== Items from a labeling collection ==
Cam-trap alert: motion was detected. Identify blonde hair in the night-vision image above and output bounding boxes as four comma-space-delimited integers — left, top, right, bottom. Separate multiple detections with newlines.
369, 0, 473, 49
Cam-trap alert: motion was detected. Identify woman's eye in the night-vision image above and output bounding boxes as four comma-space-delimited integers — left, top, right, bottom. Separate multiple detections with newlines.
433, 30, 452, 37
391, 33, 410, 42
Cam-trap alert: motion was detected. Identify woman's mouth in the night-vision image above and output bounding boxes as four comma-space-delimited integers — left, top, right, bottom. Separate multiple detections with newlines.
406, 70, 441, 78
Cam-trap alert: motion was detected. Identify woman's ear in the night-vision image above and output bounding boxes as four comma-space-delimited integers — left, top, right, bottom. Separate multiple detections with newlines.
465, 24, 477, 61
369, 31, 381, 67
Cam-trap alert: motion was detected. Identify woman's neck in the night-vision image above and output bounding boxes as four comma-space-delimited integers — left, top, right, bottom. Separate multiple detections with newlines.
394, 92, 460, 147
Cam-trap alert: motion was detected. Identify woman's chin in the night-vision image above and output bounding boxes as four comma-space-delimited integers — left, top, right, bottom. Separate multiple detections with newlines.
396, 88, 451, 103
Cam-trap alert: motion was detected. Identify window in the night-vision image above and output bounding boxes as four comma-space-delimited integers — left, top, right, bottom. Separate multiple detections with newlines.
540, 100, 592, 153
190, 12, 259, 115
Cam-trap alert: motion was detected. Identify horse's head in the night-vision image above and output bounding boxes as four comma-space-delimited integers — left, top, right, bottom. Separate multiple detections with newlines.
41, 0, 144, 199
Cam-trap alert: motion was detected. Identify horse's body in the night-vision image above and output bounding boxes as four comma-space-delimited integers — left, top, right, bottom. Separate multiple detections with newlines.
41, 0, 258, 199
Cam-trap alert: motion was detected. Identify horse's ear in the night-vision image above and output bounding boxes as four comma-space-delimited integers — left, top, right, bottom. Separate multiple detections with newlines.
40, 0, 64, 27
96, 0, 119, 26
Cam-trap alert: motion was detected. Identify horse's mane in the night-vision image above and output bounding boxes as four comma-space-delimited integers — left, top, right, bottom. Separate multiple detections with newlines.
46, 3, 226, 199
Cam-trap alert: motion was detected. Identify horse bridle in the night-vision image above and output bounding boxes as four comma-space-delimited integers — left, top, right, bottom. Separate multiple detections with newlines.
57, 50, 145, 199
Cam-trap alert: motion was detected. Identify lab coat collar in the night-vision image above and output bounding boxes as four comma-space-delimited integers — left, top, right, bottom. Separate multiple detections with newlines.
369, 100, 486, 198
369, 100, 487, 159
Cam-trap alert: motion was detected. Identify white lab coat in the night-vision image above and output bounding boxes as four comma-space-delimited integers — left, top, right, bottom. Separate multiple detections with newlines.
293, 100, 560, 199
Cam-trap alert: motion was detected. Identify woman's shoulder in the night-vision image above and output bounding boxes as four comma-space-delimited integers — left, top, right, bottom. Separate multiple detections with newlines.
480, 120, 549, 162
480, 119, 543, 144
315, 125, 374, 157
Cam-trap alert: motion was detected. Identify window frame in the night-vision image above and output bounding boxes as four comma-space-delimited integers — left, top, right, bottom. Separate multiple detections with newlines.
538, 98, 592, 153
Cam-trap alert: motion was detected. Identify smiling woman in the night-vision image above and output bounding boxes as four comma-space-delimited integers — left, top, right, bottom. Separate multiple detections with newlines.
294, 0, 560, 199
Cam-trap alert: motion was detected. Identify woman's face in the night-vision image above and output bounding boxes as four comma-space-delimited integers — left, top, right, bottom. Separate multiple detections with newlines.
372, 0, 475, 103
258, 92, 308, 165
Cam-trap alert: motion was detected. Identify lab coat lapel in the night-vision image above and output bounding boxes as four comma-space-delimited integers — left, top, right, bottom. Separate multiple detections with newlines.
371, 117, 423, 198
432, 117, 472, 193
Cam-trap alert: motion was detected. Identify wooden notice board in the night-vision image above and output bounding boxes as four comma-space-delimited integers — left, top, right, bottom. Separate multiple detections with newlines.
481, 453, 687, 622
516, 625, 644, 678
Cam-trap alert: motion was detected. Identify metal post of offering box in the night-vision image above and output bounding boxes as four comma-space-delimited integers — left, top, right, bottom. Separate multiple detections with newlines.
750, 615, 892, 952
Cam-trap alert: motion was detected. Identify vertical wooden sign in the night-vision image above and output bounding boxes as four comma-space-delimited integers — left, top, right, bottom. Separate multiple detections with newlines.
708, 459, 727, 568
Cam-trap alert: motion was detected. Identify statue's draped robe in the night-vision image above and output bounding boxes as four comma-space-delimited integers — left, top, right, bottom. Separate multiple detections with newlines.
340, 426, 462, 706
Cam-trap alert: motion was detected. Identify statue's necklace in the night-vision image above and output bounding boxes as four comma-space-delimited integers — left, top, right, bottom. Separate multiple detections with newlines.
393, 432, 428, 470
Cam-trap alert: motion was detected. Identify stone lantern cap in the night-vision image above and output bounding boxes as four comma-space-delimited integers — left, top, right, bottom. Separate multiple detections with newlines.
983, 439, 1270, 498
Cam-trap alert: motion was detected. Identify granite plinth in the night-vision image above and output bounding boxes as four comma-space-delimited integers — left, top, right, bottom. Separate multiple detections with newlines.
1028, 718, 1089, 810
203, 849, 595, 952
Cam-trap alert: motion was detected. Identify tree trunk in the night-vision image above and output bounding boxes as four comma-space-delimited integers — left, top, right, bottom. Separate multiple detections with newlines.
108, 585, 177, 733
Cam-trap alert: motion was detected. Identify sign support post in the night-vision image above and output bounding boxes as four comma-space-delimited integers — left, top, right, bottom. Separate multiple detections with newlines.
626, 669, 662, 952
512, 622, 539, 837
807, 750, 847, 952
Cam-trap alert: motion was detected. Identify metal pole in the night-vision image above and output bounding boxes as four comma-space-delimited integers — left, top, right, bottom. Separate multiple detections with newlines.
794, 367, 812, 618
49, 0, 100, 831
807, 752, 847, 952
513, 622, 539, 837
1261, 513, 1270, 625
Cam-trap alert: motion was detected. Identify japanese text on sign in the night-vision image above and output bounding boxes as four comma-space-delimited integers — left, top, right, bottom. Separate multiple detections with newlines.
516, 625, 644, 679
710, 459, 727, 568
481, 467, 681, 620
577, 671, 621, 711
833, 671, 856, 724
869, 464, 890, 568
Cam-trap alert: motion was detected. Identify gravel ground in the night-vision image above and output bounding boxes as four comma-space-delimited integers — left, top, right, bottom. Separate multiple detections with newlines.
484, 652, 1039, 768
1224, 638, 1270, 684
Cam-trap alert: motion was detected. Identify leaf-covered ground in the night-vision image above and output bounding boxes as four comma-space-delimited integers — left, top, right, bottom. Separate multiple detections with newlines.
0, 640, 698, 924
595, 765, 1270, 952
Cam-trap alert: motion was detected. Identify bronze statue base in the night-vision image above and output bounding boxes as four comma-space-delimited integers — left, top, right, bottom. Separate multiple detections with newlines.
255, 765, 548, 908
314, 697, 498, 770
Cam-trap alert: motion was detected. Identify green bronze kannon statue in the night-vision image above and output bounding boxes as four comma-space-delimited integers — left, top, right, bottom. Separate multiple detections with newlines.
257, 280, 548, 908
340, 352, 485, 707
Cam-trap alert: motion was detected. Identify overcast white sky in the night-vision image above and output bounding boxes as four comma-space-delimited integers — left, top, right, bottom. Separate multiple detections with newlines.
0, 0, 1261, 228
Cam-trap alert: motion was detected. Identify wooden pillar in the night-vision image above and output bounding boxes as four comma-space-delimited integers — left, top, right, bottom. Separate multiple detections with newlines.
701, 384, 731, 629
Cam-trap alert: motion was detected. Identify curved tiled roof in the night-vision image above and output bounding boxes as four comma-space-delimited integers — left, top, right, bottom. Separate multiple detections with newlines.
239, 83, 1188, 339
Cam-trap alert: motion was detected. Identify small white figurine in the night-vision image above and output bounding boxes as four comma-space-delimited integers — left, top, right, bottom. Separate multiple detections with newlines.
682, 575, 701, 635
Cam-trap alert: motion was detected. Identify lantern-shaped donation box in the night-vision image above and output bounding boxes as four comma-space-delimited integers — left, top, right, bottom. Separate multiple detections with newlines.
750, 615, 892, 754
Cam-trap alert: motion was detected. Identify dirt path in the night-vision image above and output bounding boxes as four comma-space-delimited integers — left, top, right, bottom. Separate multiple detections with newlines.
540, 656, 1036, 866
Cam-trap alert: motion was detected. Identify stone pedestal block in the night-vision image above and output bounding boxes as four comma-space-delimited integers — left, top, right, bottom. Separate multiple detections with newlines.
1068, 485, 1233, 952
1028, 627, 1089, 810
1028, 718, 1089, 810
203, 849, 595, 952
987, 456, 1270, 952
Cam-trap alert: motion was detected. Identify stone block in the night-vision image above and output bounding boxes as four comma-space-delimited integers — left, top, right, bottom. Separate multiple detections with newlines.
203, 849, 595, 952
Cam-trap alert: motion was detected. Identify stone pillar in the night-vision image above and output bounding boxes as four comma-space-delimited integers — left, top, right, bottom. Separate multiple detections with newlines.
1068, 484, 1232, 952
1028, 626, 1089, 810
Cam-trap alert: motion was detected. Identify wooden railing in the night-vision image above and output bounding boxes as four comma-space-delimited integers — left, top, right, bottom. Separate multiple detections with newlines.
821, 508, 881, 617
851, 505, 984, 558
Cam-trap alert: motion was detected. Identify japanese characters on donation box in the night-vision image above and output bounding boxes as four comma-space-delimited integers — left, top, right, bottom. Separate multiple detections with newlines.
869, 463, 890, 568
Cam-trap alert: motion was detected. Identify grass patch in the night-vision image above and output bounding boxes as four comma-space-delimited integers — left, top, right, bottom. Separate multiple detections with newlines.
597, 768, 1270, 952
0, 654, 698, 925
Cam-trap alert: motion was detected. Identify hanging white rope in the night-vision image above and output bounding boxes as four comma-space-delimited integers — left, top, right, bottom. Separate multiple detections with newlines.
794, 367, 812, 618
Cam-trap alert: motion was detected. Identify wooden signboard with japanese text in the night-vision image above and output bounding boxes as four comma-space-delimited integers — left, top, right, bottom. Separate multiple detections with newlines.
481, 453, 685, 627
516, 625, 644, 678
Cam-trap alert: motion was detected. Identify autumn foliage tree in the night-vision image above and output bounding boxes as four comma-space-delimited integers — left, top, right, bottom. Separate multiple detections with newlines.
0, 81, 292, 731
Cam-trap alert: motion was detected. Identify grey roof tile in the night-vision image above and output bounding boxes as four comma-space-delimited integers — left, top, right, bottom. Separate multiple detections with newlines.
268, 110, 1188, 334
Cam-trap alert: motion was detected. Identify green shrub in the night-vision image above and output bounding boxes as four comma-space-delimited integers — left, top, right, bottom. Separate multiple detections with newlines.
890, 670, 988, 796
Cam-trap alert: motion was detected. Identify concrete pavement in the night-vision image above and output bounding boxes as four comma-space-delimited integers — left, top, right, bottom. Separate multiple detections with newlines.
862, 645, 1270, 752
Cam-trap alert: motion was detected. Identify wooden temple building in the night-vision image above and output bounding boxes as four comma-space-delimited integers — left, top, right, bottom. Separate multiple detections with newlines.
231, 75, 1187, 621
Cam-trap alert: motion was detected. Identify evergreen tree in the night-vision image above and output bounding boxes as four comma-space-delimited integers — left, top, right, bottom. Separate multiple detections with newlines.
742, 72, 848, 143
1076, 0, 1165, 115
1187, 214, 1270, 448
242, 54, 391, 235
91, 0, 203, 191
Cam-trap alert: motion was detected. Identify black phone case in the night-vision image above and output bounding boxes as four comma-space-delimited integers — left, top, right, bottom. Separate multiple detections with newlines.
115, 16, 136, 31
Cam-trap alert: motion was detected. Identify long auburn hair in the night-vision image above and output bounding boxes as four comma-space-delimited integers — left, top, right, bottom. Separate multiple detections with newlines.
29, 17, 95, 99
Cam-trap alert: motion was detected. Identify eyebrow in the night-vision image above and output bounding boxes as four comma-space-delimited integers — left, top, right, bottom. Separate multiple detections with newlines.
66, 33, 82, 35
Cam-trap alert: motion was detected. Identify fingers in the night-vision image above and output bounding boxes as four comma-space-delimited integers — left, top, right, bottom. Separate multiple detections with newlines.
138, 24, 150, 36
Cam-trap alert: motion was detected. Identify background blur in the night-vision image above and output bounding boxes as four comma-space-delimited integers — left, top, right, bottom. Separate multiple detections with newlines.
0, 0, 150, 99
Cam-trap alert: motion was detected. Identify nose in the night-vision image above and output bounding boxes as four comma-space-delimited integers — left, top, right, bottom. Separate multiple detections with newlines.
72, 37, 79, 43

== What is being asked ==
Reproduce the lines of the listing word for word, from the line that contains "Cam-trap alert: motion was detected. Identify white" through the line that contains "294, 0, 560, 199", both included.

== Output of the task ==
Cam-trap alert: motion was detected. Identify white lab coat in the night-vision image above and output bounding boxes as four comma-space-delimited integers — left, top, right, bottom. Separate multiple detections with newlines.
293, 100, 560, 199
Cam-trap alert: motion was detected. Identify woman's shoulder in the night-vision image above and output bounding boxes as four comma-space-delimited integers — left, top, right, bottom. Separate multiple detections with newlines.
480, 120, 549, 162
480, 119, 543, 144
315, 125, 374, 157
Cam-trap alert: motion was detected. Identify window frame in the night-vision image above and output bounding boxes as four comma-space-delimited integers — left, top, right, bottom. Separate multiple detections with newlines.
538, 98, 592, 153
Cam-trap alert: motion was detected. Identify smiling woman in the night-vision image above and output bounding boxes as four comma-space-delimited integers — left, top, right, bottom. Separate multiple detections with newlines.
294, 0, 560, 199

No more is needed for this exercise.